▶ [EXERCISES]
• 1. Answer these questions using the passage on herpesviruses.
(a) What kind of study does the passage call the new work?
(b) Which virus is the most common viral cause of congenital defects?
(c) What did targeting HSV-1 with multiple gRNAs at once do?
• 2. Rewrite the passage on herpesviruses between "Most adults carry" and "from infected cells.", inclusive, substituting "inactive" for "dormant".
• 3. Using the passage on herpesviruses, say whether each statement agrees with it. Give yes or no and quote the deciding words.
(a) The new study tested the approach in an animal model.
(b) Current antiviral drug treatments can eliminate herpesviruses from the infected host.
(c) Epstein-Barr virus is associated with Burkitt's lymphoma.
(Beginning of PASSAGE PROVIDED)
Most adults carry multiple herpesviruses. Following the initial acute infection, these viruses establish life-long infections in their hosts and cause cold sores, keratitis, genital herpes, shingles, infectious mononucleosis, and other diseases. Some herpesviruses can cause cancer in man. During the latent phase of infection, the viruses remain dormant for long periods of time, but retain the capacity to cause occasional reactivations, that may lead to disease. This new study suggests that attacking herpesvirus DNA with CRISPR/Cas9 genome editing technology can suppress virus replication and, in some cases, lead to elimination of the virus from infected cells.
The snag? Well this is a purely in vitro study in cultured cell, not even an animal model. Will this approach be safe and effecting in humans? It will take some years to find that out.
CRISPR/Cas9-Mediated Genome Editing of Herpesviruses Limits Productive and Latent Infections. (2016) PLoS Pathog 12(6): e1005701. doi: 10.1371/journal.ppat.1005701
Herpesviruses infect the majority of the human population and can cause significant morbidity and mortality. Herpes simplex virus (HSV) type 1 causes cold sores and herpes simplex keratitis, whereas HSV-2 is responsible for genital herpes. Human cytomegalovirus (HCMV) is the most common viral cause of congenital defects and is responsible for serious disease in immuno-compromised individuals. Epstein-Barr virus (EBV) is associated with infectious mononucleosis and a broad range of malignancies, including Burkitt’s lymphoma, nasopharyngeal carcinoma, Hodgkin’s disease, and post-transplant lymphomas. Herpesviruses persist in their host for life by establishing a latent infection that is interrupted by periodic reactivation events during which replication occurs. Current antiviral drug treatments target the clinical manifestations of this productive stage, but they are ineffective at eliminating these viruses from the infected host. Here, we set out to combat both productive and latent herpesvirus infections by exploiting the CRISPR/Cas9 system to target viral genetic elements important for virus fitness. We show effective abrogation of HCMV and HSV-1 replication by targeting gRNAs to essential viral genes. Simultaneous targeting of HSV-1 with multiple gRNAs completely abolished the production of infectious particles from human cells. Using the same approach, EBV can be almost completely cleared from latently infected EBV-transformed human tumor cells. Our studies indicate that the CRISPR/Cas9 system can be effectively targeted to herpesvirus genomes as a potent prophylactic and therapeutic anti-viral strategy that may be used to impair viral replication and clear latent virus infection.
(End of PASSAGE PROVIDED)
(Beginning of SUPPLIED INFORMATION)
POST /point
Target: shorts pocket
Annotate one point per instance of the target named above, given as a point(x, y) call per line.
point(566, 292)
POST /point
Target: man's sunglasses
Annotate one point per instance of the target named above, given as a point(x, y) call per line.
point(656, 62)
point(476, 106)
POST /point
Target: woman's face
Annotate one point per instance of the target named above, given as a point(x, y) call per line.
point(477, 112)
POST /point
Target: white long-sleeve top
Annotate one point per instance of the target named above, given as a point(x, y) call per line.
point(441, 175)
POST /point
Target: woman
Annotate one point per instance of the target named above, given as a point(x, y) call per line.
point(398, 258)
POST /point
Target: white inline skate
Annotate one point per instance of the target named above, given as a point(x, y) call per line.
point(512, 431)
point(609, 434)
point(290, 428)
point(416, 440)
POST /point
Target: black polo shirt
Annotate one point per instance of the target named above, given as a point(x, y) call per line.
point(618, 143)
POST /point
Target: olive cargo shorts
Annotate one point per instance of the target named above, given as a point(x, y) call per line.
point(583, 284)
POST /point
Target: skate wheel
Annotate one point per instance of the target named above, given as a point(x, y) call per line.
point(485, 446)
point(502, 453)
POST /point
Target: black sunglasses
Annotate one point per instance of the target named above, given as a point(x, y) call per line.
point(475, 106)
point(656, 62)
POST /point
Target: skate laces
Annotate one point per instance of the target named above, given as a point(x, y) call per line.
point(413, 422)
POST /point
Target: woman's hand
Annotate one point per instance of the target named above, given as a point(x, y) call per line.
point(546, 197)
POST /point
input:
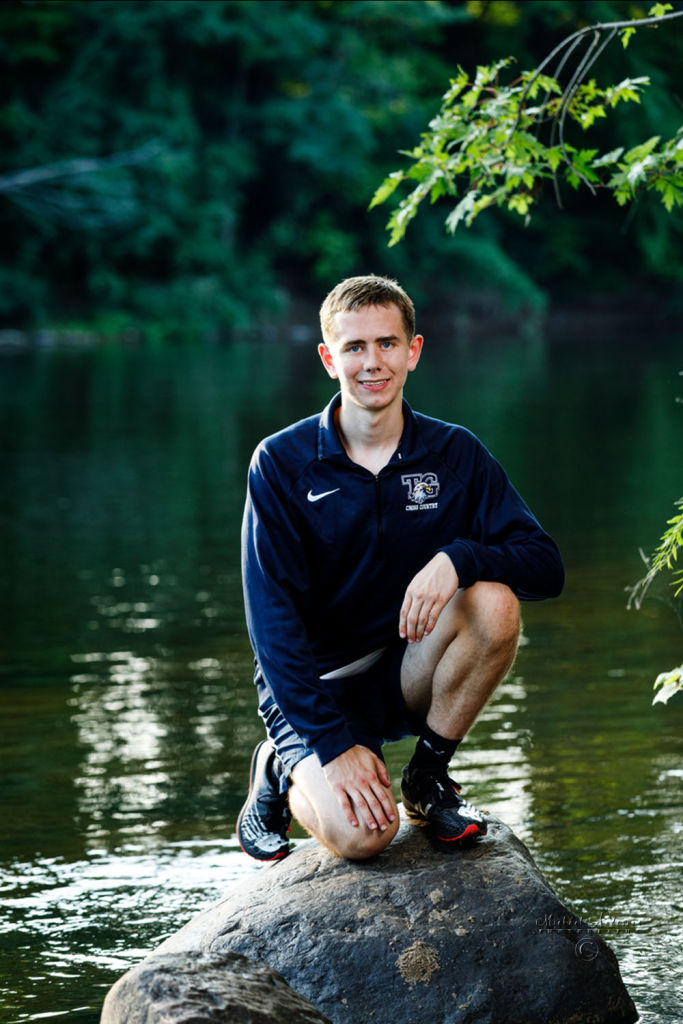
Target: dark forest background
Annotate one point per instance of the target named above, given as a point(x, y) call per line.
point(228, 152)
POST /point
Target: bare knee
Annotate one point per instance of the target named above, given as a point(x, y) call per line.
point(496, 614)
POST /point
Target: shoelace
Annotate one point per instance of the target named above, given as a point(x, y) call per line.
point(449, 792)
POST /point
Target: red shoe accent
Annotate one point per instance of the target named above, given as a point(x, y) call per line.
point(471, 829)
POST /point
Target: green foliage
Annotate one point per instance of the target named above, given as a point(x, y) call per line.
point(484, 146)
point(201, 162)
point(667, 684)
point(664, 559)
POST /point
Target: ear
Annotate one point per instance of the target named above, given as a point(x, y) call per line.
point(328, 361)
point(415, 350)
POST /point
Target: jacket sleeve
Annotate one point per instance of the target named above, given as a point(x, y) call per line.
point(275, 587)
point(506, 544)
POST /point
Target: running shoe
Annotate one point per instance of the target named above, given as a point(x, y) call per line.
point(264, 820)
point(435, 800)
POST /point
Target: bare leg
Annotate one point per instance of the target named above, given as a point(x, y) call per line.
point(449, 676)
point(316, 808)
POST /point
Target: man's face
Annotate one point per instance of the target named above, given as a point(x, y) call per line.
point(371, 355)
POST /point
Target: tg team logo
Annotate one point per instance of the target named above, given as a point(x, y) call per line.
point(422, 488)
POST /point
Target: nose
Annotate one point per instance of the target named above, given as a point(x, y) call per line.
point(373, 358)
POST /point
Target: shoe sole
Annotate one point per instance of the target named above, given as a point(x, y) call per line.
(End of SUPPLIED INFORMATION)
(Beginning of SUPPLIED INFORMATION)
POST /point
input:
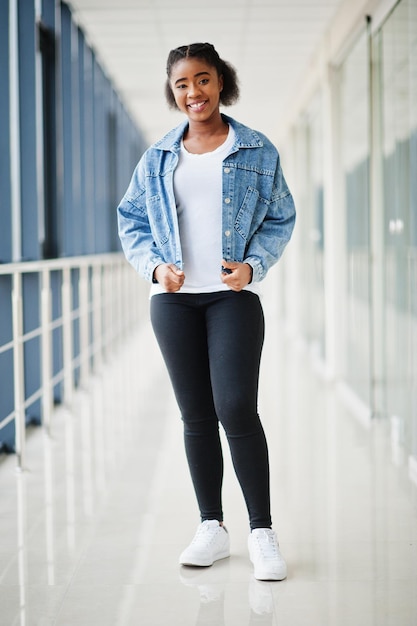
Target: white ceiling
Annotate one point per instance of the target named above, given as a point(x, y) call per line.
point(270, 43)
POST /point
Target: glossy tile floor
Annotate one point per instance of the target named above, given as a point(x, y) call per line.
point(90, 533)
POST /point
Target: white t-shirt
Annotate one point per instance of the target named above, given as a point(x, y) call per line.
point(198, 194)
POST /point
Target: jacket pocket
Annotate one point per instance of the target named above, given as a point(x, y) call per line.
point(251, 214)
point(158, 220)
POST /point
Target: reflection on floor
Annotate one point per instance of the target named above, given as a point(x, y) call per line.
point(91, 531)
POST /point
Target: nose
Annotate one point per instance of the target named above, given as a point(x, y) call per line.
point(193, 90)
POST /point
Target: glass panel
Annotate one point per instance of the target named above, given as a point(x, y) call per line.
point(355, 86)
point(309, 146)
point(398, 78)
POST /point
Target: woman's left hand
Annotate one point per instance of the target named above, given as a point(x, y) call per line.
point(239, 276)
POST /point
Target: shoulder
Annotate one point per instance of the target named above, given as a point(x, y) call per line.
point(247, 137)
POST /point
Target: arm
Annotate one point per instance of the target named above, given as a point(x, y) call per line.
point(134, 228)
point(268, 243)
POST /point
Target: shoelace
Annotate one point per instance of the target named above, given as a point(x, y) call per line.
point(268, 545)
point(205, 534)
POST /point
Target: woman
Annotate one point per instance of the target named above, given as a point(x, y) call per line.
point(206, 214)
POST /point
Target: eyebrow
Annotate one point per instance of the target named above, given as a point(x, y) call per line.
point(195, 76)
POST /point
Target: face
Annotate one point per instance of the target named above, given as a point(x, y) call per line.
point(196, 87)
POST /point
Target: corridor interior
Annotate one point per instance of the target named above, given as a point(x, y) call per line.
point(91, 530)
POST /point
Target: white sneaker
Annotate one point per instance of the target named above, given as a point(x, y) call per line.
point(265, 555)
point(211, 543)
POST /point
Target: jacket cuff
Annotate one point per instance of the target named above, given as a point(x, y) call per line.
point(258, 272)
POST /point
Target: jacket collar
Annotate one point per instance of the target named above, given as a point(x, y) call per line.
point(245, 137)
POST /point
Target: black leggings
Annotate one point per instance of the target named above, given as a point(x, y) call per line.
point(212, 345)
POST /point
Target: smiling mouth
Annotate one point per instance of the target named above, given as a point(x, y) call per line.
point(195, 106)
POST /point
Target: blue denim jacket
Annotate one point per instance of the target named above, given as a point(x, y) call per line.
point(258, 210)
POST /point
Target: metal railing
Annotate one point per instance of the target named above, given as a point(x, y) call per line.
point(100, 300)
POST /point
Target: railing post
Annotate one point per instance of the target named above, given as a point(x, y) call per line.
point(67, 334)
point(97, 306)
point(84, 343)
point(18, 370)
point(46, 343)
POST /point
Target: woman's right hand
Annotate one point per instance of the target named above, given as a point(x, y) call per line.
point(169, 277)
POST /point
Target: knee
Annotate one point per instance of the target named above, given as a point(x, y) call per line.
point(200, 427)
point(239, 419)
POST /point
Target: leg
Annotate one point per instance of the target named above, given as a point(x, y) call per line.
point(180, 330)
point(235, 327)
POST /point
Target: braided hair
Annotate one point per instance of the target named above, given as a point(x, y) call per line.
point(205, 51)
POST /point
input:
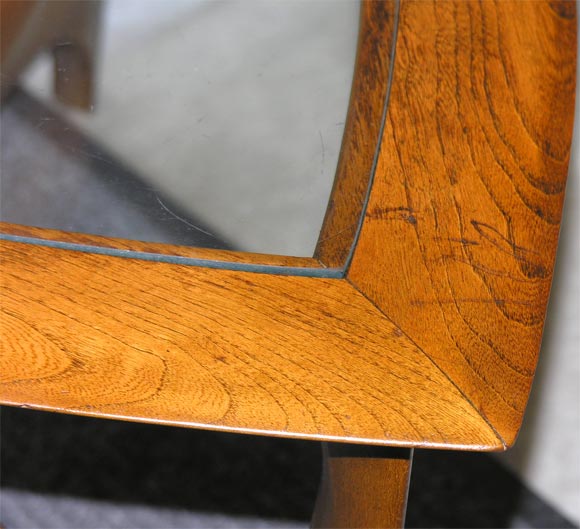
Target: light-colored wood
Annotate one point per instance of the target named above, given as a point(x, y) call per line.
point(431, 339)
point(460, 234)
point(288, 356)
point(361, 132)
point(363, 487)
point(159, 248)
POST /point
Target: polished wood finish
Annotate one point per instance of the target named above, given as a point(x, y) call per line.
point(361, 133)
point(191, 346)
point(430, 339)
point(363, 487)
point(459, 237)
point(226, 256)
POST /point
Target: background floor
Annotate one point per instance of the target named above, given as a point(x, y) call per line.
(End of SUPPLIED INFORMATION)
▶ [TASK-BY-TASK ANSWERS]
• 1.
(a) A purely in vitro study in cultured cells, not even an animal model.
(b) Human cytomegalovirus (HCMV).
(c) It completely abolished the production of infectious particles from human cells.

• 2.
Most adults carry multiple herpesviruses. Following the initial acute infection, these viruses establish life-long infections in their hosts and cause cold sores, keratitis, genital herpes, shingles, infectious mononucleosis, and other diseases. Some herpesviruses can cause cancer in man. During the latent phase of infection, the viruses remain inactive for long periods of time, but retain the capacity to cause occasional reactivations, that may lead to disease. This new study suggests that attacking herpesvirus DNA with CRISPR/Cas9 genome editing technology can suppress virus replication and, in some cases, lead to elimination of the virus from infected cells.

• 3.
(a) No: "not even an animal model"
(b) No: "they are ineffective at eliminating these viruses from the infected host"
(c) Yes: "Epstein-Barr virus (EBV) is associated with infectious mononucleosis and a broad range of malignancies, including Burkitt’s lymphoma"